== EXCERPTED RECORDS ==

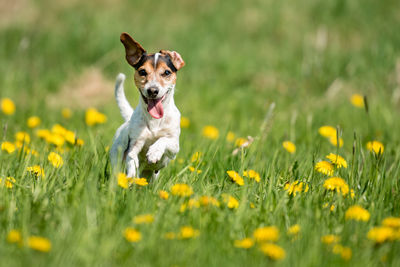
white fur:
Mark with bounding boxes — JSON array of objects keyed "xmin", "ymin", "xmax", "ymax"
[
  {"xmin": 110, "ymin": 73, "xmax": 181, "ymax": 180},
  {"xmin": 154, "ymin": 52, "xmax": 160, "ymax": 66}
]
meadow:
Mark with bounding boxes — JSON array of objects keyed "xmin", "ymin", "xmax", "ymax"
[{"xmin": 1, "ymin": 0, "xmax": 400, "ymax": 266}]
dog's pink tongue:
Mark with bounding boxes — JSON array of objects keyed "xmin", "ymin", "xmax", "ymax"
[{"xmin": 147, "ymin": 98, "xmax": 164, "ymax": 119}]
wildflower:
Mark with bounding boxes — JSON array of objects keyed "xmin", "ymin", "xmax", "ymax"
[
  {"xmin": 159, "ymin": 190, "xmax": 169, "ymax": 200},
  {"xmin": 133, "ymin": 178, "xmax": 148, "ymax": 186},
  {"xmin": 199, "ymin": 196, "xmax": 220, "ymax": 207},
  {"xmin": 27, "ymin": 116, "xmax": 41, "ymax": 128},
  {"xmin": 253, "ymin": 226, "xmax": 279, "ymax": 242},
  {"xmin": 367, "ymin": 227, "xmax": 394, "ymax": 243},
  {"xmin": 171, "ymin": 183, "xmax": 193, "ymax": 197},
  {"xmin": 0, "ymin": 177, "xmax": 16, "ymax": 189},
  {"xmin": 180, "ymin": 117, "xmax": 190, "ymax": 128},
  {"xmin": 315, "ymin": 161, "xmax": 334, "ymax": 176},
  {"xmin": 28, "ymin": 236, "xmax": 52, "ymax": 252},
  {"xmin": 124, "ymin": 228, "xmax": 141, "ymax": 242},
  {"xmin": 382, "ymin": 217, "xmax": 400, "ymax": 228},
  {"xmin": 188, "ymin": 166, "xmax": 202, "ymax": 174},
  {"xmin": 326, "ymin": 153, "xmax": 347, "ymax": 168},
  {"xmin": 180, "ymin": 198, "xmax": 200, "ymax": 212},
  {"xmin": 64, "ymin": 130, "xmax": 76, "ymax": 144},
  {"xmin": 366, "ymin": 141, "xmax": 384, "ymax": 155},
  {"xmin": 26, "ymin": 165, "xmax": 45, "ymax": 178},
  {"xmin": 222, "ymin": 194, "xmax": 239, "ymax": 209},
  {"xmin": 318, "ymin": 126, "xmax": 337, "ymax": 138},
  {"xmin": 163, "ymin": 232, "xmax": 176, "ymax": 240},
  {"xmin": 227, "ymin": 170, "xmax": 244, "ymax": 186},
  {"xmin": 350, "ymin": 94, "xmax": 364, "ymax": 108},
  {"xmin": 288, "ymin": 224, "xmax": 300, "ymax": 236},
  {"xmin": 62, "ymin": 108, "xmax": 72, "ymax": 119},
  {"xmin": 234, "ymin": 238, "xmax": 254, "ymax": 249},
  {"xmin": 46, "ymin": 133, "xmax": 65, "ymax": 147},
  {"xmin": 76, "ymin": 138, "xmax": 84, "ymax": 146},
  {"xmin": 282, "ymin": 141, "xmax": 296, "ymax": 154},
  {"xmin": 133, "ymin": 214, "xmax": 154, "ymax": 224},
  {"xmin": 345, "ymin": 205, "xmax": 370, "ymax": 222},
  {"xmin": 226, "ymin": 131, "xmax": 235, "ymax": 142},
  {"xmin": 85, "ymin": 108, "xmax": 107, "ymax": 126},
  {"xmin": 36, "ymin": 129, "xmax": 51, "ymax": 139},
  {"xmin": 332, "ymin": 244, "xmax": 352, "ymax": 260},
  {"xmin": 117, "ymin": 173, "xmax": 133, "ymax": 189},
  {"xmin": 235, "ymin": 137, "xmax": 247, "ymax": 147},
  {"xmin": 7, "ymin": 230, "xmax": 22, "ymax": 243},
  {"xmin": 329, "ymin": 135, "xmax": 344, "ymax": 147},
  {"xmin": 1, "ymin": 98, "xmax": 15, "ymax": 115},
  {"xmin": 321, "ymin": 235, "xmax": 340, "ymax": 244},
  {"xmin": 259, "ymin": 243, "xmax": 286, "ymax": 260},
  {"xmin": 15, "ymin": 131, "xmax": 30, "ymax": 144},
  {"xmin": 191, "ymin": 151, "xmax": 202, "ymax": 163},
  {"xmin": 202, "ymin": 125, "xmax": 219, "ymax": 140},
  {"xmin": 178, "ymin": 226, "xmax": 199, "ymax": 239},
  {"xmin": 284, "ymin": 181, "xmax": 309, "ymax": 196},
  {"xmin": 1, "ymin": 141, "xmax": 16, "ymax": 154},
  {"xmin": 323, "ymin": 203, "xmax": 336, "ymax": 212},
  {"xmin": 48, "ymin": 152, "xmax": 64, "ymax": 168},
  {"xmin": 323, "ymin": 177, "xmax": 349, "ymax": 196},
  {"xmin": 51, "ymin": 124, "xmax": 67, "ymax": 136},
  {"xmin": 243, "ymin": 169, "xmax": 261, "ymax": 182}
]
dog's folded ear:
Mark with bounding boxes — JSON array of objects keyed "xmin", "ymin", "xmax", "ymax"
[
  {"xmin": 160, "ymin": 50, "xmax": 185, "ymax": 71},
  {"xmin": 120, "ymin": 33, "xmax": 146, "ymax": 68}
]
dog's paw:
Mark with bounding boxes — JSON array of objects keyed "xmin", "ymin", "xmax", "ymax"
[{"xmin": 147, "ymin": 145, "xmax": 164, "ymax": 164}]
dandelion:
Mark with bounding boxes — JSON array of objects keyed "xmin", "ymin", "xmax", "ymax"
[
  {"xmin": 15, "ymin": 131, "xmax": 30, "ymax": 144},
  {"xmin": 226, "ymin": 131, "xmax": 235, "ymax": 142},
  {"xmin": 243, "ymin": 169, "xmax": 261, "ymax": 182},
  {"xmin": 1, "ymin": 98, "xmax": 15, "ymax": 115},
  {"xmin": 117, "ymin": 173, "xmax": 133, "ymax": 189},
  {"xmin": 288, "ymin": 224, "xmax": 300, "ymax": 236},
  {"xmin": 222, "ymin": 194, "xmax": 239, "ymax": 209},
  {"xmin": 180, "ymin": 117, "xmax": 190, "ymax": 128},
  {"xmin": 1, "ymin": 141, "xmax": 16, "ymax": 154},
  {"xmin": 350, "ymin": 94, "xmax": 364, "ymax": 108},
  {"xmin": 259, "ymin": 243, "xmax": 286, "ymax": 260},
  {"xmin": 321, "ymin": 235, "xmax": 340, "ymax": 244},
  {"xmin": 48, "ymin": 152, "xmax": 64, "ymax": 168},
  {"xmin": 163, "ymin": 232, "xmax": 176, "ymax": 240},
  {"xmin": 188, "ymin": 166, "xmax": 202, "ymax": 174},
  {"xmin": 26, "ymin": 165, "xmax": 45, "ymax": 178},
  {"xmin": 382, "ymin": 217, "xmax": 400, "ymax": 228},
  {"xmin": 202, "ymin": 125, "xmax": 219, "ymax": 140},
  {"xmin": 234, "ymin": 238, "xmax": 254, "ymax": 249},
  {"xmin": 315, "ymin": 161, "xmax": 334, "ymax": 176},
  {"xmin": 253, "ymin": 226, "xmax": 279, "ymax": 242},
  {"xmin": 235, "ymin": 137, "xmax": 247, "ymax": 147},
  {"xmin": 85, "ymin": 108, "xmax": 107, "ymax": 126},
  {"xmin": 191, "ymin": 151, "xmax": 202, "ymax": 163},
  {"xmin": 159, "ymin": 190, "xmax": 169, "ymax": 200},
  {"xmin": 366, "ymin": 141, "xmax": 384, "ymax": 155},
  {"xmin": 329, "ymin": 135, "xmax": 344, "ymax": 147},
  {"xmin": 62, "ymin": 108, "xmax": 72, "ymax": 119},
  {"xmin": 124, "ymin": 228, "xmax": 141, "ymax": 242},
  {"xmin": 27, "ymin": 116, "xmax": 41, "ymax": 128},
  {"xmin": 284, "ymin": 181, "xmax": 309, "ymax": 196},
  {"xmin": 36, "ymin": 129, "xmax": 51, "ymax": 139},
  {"xmin": 133, "ymin": 214, "xmax": 154, "ymax": 224},
  {"xmin": 28, "ymin": 236, "xmax": 52, "ymax": 252},
  {"xmin": 76, "ymin": 138, "xmax": 84, "ymax": 146},
  {"xmin": 0, "ymin": 177, "xmax": 16, "ymax": 189},
  {"xmin": 171, "ymin": 183, "xmax": 193, "ymax": 197},
  {"xmin": 46, "ymin": 133, "xmax": 65, "ymax": 147},
  {"xmin": 282, "ymin": 141, "xmax": 296, "ymax": 154},
  {"xmin": 323, "ymin": 203, "xmax": 336, "ymax": 212},
  {"xmin": 323, "ymin": 177, "xmax": 349, "ymax": 196},
  {"xmin": 318, "ymin": 126, "xmax": 337, "ymax": 138},
  {"xmin": 345, "ymin": 205, "xmax": 370, "ymax": 222},
  {"xmin": 367, "ymin": 227, "xmax": 394, "ymax": 243},
  {"xmin": 199, "ymin": 196, "xmax": 220, "ymax": 207},
  {"xmin": 332, "ymin": 244, "xmax": 352, "ymax": 260},
  {"xmin": 133, "ymin": 178, "xmax": 148, "ymax": 186},
  {"xmin": 326, "ymin": 153, "xmax": 347, "ymax": 168},
  {"xmin": 178, "ymin": 226, "xmax": 199, "ymax": 239},
  {"xmin": 7, "ymin": 230, "xmax": 22, "ymax": 243},
  {"xmin": 64, "ymin": 130, "xmax": 76, "ymax": 144},
  {"xmin": 227, "ymin": 170, "xmax": 244, "ymax": 186}
]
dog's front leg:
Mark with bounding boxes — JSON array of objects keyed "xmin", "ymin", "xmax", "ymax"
[
  {"xmin": 126, "ymin": 139, "xmax": 145, "ymax": 177},
  {"xmin": 147, "ymin": 137, "xmax": 179, "ymax": 164}
]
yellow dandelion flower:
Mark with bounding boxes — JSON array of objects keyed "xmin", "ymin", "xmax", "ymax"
[
  {"xmin": 188, "ymin": 166, "xmax": 202, "ymax": 174},
  {"xmin": 7, "ymin": 229, "xmax": 22, "ymax": 243},
  {"xmin": 48, "ymin": 152, "xmax": 64, "ymax": 168},
  {"xmin": 318, "ymin": 126, "xmax": 337, "ymax": 138},
  {"xmin": 159, "ymin": 190, "xmax": 169, "ymax": 200},
  {"xmin": 178, "ymin": 226, "xmax": 199, "ymax": 239},
  {"xmin": 321, "ymin": 234, "xmax": 340, "ymax": 244},
  {"xmin": 46, "ymin": 133, "xmax": 65, "ymax": 147},
  {"xmin": 234, "ymin": 238, "xmax": 254, "ymax": 249},
  {"xmin": 163, "ymin": 232, "xmax": 176, "ymax": 240},
  {"xmin": 36, "ymin": 129, "xmax": 51, "ymax": 139},
  {"xmin": 382, "ymin": 217, "xmax": 400, "ymax": 228},
  {"xmin": 133, "ymin": 178, "xmax": 148, "ymax": 186},
  {"xmin": 243, "ymin": 169, "xmax": 261, "ymax": 182},
  {"xmin": 76, "ymin": 138, "xmax": 84, "ymax": 146},
  {"xmin": 199, "ymin": 196, "xmax": 220, "ymax": 207},
  {"xmin": 323, "ymin": 177, "xmax": 349, "ymax": 196},
  {"xmin": 315, "ymin": 161, "xmax": 334, "ymax": 176},
  {"xmin": 226, "ymin": 131, "xmax": 235, "ymax": 142},
  {"xmin": 171, "ymin": 183, "xmax": 193, "ymax": 197},
  {"xmin": 332, "ymin": 244, "xmax": 352, "ymax": 260},
  {"xmin": 191, "ymin": 151, "xmax": 202, "ymax": 163},
  {"xmin": 28, "ymin": 236, "xmax": 52, "ymax": 252},
  {"xmin": 1, "ymin": 98, "xmax": 15, "ymax": 115},
  {"xmin": 64, "ymin": 130, "xmax": 76, "ymax": 144},
  {"xmin": 367, "ymin": 227, "xmax": 394, "ymax": 243},
  {"xmin": 259, "ymin": 243, "xmax": 286, "ymax": 260},
  {"xmin": 227, "ymin": 170, "xmax": 244, "ymax": 186},
  {"xmin": 27, "ymin": 116, "xmax": 41, "ymax": 128},
  {"xmin": 0, "ymin": 177, "xmax": 16, "ymax": 189},
  {"xmin": 26, "ymin": 165, "xmax": 45, "ymax": 179},
  {"xmin": 180, "ymin": 116, "xmax": 190, "ymax": 128},
  {"xmin": 288, "ymin": 224, "xmax": 300, "ymax": 236},
  {"xmin": 51, "ymin": 124, "xmax": 68, "ymax": 136},
  {"xmin": 202, "ymin": 125, "xmax": 219, "ymax": 140},
  {"xmin": 62, "ymin": 108, "xmax": 72, "ymax": 119},
  {"xmin": 282, "ymin": 141, "xmax": 296, "ymax": 154},
  {"xmin": 124, "ymin": 227, "xmax": 141, "ymax": 242},
  {"xmin": 222, "ymin": 194, "xmax": 239, "ymax": 209},
  {"xmin": 329, "ymin": 136, "xmax": 344, "ymax": 147},
  {"xmin": 85, "ymin": 108, "xmax": 107, "ymax": 126},
  {"xmin": 253, "ymin": 226, "xmax": 279, "ymax": 242},
  {"xmin": 117, "ymin": 173, "xmax": 133, "ymax": 189},
  {"xmin": 366, "ymin": 141, "xmax": 384, "ymax": 155},
  {"xmin": 350, "ymin": 94, "xmax": 364, "ymax": 108},
  {"xmin": 284, "ymin": 181, "xmax": 309, "ymax": 196},
  {"xmin": 1, "ymin": 141, "xmax": 16, "ymax": 154},
  {"xmin": 235, "ymin": 137, "xmax": 247, "ymax": 147},
  {"xmin": 133, "ymin": 214, "xmax": 154, "ymax": 224},
  {"xmin": 326, "ymin": 153, "xmax": 347, "ymax": 168},
  {"xmin": 15, "ymin": 131, "xmax": 30, "ymax": 144},
  {"xmin": 345, "ymin": 205, "xmax": 370, "ymax": 222}
]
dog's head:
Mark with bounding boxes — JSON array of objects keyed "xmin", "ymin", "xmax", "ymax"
[{"xmin": 120, "ymin": 32, "xmax": 185, "ymax": 119}]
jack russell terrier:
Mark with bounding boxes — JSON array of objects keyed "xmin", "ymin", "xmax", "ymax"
[{"xmin": 110, "ymin": 32, "xmax": 185, "ymax": 180}]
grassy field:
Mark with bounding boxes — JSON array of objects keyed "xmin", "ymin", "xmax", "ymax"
[{"xmin": 1, "ymin": 0, "xmax": 400, "ymax": 266}]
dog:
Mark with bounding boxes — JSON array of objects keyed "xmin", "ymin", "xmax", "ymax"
[{"xmin": 110, "ymin": 32, "xmax": 185, "ymax": 180}]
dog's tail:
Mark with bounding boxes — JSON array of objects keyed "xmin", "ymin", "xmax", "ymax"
[{"xmin": 115, "ymin": 73, "xmax": 134, "ymax": 122}]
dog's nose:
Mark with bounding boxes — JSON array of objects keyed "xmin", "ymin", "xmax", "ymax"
[{"xmin": 147, "ymin": 87, "xmax": 159, "ymax": 98}]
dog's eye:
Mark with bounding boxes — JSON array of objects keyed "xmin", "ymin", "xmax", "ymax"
[
  {"xmin": 138, "ymin": 69, "xmax": 147, "ymax": 76},
  {"xmin": 163, "ymin": 70, "xmax": 171, "ymax": 76}
]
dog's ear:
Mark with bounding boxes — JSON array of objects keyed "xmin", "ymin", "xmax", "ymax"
[
  {"xmin": 160, "ymin": 50, "xmax": 185, "ymax": 71},
  {"xmin": 120, "ymin": 33, "xmax": 146, "ymax": 67}
]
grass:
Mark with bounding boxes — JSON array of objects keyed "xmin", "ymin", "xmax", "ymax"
[{"xmin": 1, "ymin": 0, "xmax": 400, "ymax": 266}]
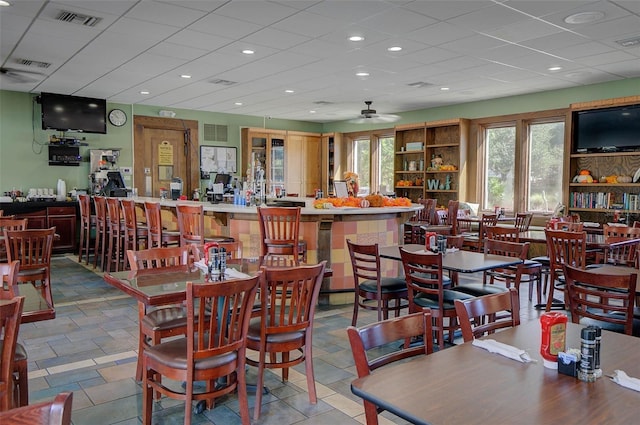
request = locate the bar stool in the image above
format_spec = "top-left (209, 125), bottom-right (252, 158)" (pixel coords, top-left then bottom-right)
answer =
top-left (176, 203), bottom-right (234, 246)
top-left (143, 202), bottom-right (180, 248)
top-left (77, 194), bottom-right (96, 265)
top-left (257, 206), bottom-right (304, 263)
top-left (105, 197), bottom-right (126, 272)
top-left (121, 199), bottom-right (148, 269)
top-left (92, 196), bottom-right (108, 270)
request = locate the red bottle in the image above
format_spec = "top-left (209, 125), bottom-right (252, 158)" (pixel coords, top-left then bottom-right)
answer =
top-left (540, 312), bottom-right (567, 369)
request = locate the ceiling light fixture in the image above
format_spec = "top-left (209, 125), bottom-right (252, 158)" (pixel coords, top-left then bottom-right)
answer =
top-left (309, 110), bottom-right (316, 114)
top-left (140, 90), bottom-right (149, 95)
top-left (548, 66), bottom-right (563, 71)
top-left (349, 36), bottom-right (364, 42)
top-left (440, 87), bottom-right (450, 91)
top-left (0, 1), bottom-right (11, 6)
top-left (180, 74), bottom-right (191, 79)
top-left (285, 89), bottom-right (294, 93)
top-left (388, 46), bottom-right (402, 52)
top-left (242, 49), bottom-right (254, 55)
top-left (563, 11), bottom-right (605, 24)
top-left (356, 72), bottom-right (369, 77)
top-left (234, 102), bottom-right (242, 106)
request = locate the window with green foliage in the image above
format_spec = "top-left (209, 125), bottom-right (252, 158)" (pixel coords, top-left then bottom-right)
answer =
top-left (349, 131), bottom-right (395, 196)
top-left (528, 121), bottom-right (564, 212)
top-left (485, 126), bottom-right (516, 210)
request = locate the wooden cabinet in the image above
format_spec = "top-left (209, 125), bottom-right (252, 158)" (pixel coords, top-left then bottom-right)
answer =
top-left (241, 128), bottom-right (286, 189)
top-left (16, 209), bottom-right (47, 229)
top-left (47, 206), bottom-right (77, 252)
top-left (321, 133), bottom-right (343, 196)
top-left (286, 131), bottom-right (321, 197)
top-left (394, 119), bottom-right (468, 205)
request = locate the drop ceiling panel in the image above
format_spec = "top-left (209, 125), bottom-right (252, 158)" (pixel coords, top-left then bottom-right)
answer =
top-left (403, 1), bottom-right (494, 21)
top-left (271, 10), bottom-right (344, 37)
top-left (125, 1), bottom-right (207, 26)
top-left (406, 21), bottom-right (475, 46)
top-left (185, 12), bottom-right (263, 38)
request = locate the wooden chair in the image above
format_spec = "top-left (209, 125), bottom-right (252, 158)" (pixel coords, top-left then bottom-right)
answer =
top-left (445, 200), bottom-right (459, 235)
top-left (486, 225), bottom-right (520, 241)
top-left (176, 203), bottom-right (234, 247)
top-left (444, 235), bottom-right (464, 286)
top-left (0, 296), bottom-right (23, 411)
top-left (347, 240), bottom-right (408, 326)
top-left (127, 246), bottom-right (192, 382)
top-left (633, 221), bottom-right (640, 228)
top-left (4, 227), bottom-right (55, 307)
top-left (514, 212), bottom-right (533, 232)
top-left (143, 201), bottom-right (180, 248)
top-left (92, 196), bottom-right (108, 270)
top-left (347, 311), bottom-right (434, 425)
top-left (121, 199), bottom-right (148, 266)
top-left (454, 288), bottom-right (521, 342)
top-left (0, 219), bottom-right (27, 261)
top-left (77, 194), bottom-right (95, 265)
top-left (246, 262), bottom-right (326, 421)
top-left (563, 264), bottom-right (638, 336)
top-left (544, 229), bottom-right (587, 312)
top-left (0, 261), bottom-right (28, 408)
top-left (399, 248), bottom-right (472, 349)
top-left (0, 391), bottom-right (72, 425)
top-left (105, 197), bottom-right (126, 272)
top-left (465, 214), bottom-right (498, 251)
top-left (256, 206), bottom-right (303, 263)
top-left (142, 276), bottom-right (259, 425)
top-left (404, 198), bottom-right (436, 243)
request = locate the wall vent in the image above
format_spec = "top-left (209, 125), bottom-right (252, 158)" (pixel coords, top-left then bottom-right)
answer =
top-left (204, 124), bottom-right (228, 142)
top-left (15, 58), bottom-right (51, 68)
top-left (55, 10), bottom-right (102, 27)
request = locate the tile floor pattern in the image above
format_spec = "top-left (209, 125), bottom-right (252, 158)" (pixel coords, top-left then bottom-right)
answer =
top-left (18, 255), bottom-right (547, 425)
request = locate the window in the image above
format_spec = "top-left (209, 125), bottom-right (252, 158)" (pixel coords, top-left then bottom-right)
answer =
top-left (347, 131), bottom-right (395, 195)
top-left (353, 138), bottom-right (371, 195)
top-left (379, 136), bottom-right (395, 194)
top-left (480, 111), bottom-right (565, 214)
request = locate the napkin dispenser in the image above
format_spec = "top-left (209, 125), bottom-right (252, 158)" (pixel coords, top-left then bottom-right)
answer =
top-left (558, 351), bottom-right (579, 377)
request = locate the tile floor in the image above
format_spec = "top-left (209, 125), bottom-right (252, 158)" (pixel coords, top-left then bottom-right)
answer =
top-left (18, 254), bottom-right (547, 424)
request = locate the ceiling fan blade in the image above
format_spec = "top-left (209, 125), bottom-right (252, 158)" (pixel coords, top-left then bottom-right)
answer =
top-left (349, 114), bottom-right (400, 124)
top-left (0, 68), bottom-right (45, 83)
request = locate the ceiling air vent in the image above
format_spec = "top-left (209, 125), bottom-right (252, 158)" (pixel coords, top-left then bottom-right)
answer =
top-left (15, 58), bottom-right (51, 69)
top-left (209, 79), bottom-right (237, 86)
top-left (313, 101), bottom-right (334, 105)
top-left (55, 10), bottom-right (102, 27)
top-left (203, 124), bottom-right (228, 142)
top-left (407, 81), bottom-right (433, 88)
top-left (615, 36), bottom-right (640, 47)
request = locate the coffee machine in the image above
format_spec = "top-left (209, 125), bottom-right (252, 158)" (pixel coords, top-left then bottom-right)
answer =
top-left (89, 149), bottom-right (121, 194)
top-left (170, 177), bottom-right (183, 200)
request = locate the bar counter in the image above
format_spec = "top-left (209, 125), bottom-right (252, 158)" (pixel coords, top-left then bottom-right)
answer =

== WORK INSTRUCTION ==
After counting the lines above that include the word "wooden", give only the number.

== RESULT FOR THIS EXERCISE ==
2